Collect from the data below each line with "tire".

** DATA PROVIDED follows **

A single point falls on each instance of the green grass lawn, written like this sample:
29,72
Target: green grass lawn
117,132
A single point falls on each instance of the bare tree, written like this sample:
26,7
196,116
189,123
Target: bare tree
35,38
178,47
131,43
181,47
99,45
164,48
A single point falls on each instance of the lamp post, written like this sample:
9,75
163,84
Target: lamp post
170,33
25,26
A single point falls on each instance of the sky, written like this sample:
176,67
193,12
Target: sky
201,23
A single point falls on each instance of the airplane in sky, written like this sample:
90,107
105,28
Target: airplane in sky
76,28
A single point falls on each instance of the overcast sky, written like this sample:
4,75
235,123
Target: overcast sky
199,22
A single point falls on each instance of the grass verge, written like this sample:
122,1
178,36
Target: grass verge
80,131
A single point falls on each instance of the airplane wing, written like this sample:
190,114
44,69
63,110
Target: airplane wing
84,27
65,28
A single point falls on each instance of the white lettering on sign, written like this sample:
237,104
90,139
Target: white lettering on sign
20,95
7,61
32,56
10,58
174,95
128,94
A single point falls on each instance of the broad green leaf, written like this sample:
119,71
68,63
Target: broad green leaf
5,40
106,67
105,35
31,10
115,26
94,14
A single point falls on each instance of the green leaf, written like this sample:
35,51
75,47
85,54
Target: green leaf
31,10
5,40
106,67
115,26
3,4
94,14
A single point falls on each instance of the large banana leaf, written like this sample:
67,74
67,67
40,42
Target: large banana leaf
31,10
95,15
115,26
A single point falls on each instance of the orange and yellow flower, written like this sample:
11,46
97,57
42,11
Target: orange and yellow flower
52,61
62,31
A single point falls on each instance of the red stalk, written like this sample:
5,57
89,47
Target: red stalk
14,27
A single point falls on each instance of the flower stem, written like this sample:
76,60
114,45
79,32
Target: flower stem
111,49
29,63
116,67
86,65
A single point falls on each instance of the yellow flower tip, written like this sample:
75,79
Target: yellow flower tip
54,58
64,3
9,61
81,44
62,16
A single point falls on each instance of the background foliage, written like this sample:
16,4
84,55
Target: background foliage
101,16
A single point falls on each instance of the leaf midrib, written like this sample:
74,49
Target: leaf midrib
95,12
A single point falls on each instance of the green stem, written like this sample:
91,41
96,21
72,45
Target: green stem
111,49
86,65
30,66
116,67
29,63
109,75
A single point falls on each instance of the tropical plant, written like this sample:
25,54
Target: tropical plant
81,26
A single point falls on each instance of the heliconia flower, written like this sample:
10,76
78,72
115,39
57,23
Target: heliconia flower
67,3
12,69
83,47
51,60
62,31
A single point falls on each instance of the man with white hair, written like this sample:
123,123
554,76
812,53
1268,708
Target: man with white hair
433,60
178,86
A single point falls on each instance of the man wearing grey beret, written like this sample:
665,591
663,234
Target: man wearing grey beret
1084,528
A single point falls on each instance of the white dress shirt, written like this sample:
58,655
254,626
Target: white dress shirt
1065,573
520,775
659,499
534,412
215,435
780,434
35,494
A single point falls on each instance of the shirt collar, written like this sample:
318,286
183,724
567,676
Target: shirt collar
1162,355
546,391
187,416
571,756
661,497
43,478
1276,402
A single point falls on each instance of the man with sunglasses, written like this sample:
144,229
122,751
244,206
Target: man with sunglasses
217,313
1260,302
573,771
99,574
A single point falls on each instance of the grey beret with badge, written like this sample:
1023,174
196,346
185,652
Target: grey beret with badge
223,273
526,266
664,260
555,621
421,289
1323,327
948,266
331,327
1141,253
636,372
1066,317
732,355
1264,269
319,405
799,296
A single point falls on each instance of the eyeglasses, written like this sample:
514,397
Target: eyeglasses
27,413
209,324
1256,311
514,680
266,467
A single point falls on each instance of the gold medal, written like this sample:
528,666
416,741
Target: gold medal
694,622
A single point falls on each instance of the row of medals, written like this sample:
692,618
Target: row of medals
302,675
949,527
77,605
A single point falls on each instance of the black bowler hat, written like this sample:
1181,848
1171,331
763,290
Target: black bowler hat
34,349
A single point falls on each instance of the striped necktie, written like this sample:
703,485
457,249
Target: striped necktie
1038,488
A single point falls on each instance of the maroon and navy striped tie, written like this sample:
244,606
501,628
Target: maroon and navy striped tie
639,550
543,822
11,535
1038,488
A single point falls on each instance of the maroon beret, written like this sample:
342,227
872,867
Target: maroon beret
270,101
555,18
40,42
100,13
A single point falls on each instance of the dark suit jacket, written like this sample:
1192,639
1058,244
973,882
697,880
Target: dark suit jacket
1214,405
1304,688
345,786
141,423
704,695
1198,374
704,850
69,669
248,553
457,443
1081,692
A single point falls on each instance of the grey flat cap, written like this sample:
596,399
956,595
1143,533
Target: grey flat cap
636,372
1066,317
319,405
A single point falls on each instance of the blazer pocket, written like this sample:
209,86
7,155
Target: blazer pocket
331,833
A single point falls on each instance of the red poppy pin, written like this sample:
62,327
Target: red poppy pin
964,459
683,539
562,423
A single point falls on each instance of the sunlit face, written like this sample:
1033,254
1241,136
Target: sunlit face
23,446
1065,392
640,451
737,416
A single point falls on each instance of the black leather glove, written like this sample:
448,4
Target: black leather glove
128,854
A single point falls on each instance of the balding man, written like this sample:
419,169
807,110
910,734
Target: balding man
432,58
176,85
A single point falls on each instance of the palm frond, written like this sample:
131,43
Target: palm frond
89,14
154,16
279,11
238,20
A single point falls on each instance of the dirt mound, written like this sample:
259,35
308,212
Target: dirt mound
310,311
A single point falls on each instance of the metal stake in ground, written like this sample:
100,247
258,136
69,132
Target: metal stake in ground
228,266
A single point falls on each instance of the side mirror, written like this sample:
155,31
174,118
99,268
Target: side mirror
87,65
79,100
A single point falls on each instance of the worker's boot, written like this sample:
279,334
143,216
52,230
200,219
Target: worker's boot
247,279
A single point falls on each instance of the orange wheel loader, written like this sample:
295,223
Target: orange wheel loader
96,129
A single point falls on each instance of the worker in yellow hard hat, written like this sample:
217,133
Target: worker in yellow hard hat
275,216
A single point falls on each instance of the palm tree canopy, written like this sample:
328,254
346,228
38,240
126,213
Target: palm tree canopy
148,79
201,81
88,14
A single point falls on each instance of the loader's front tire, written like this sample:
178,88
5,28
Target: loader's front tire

** End of DATA PROVIDED **

ANSWER BOX:
A single point falls on each instance of the loader's front tire, written like this sample:
Target: loader's front tire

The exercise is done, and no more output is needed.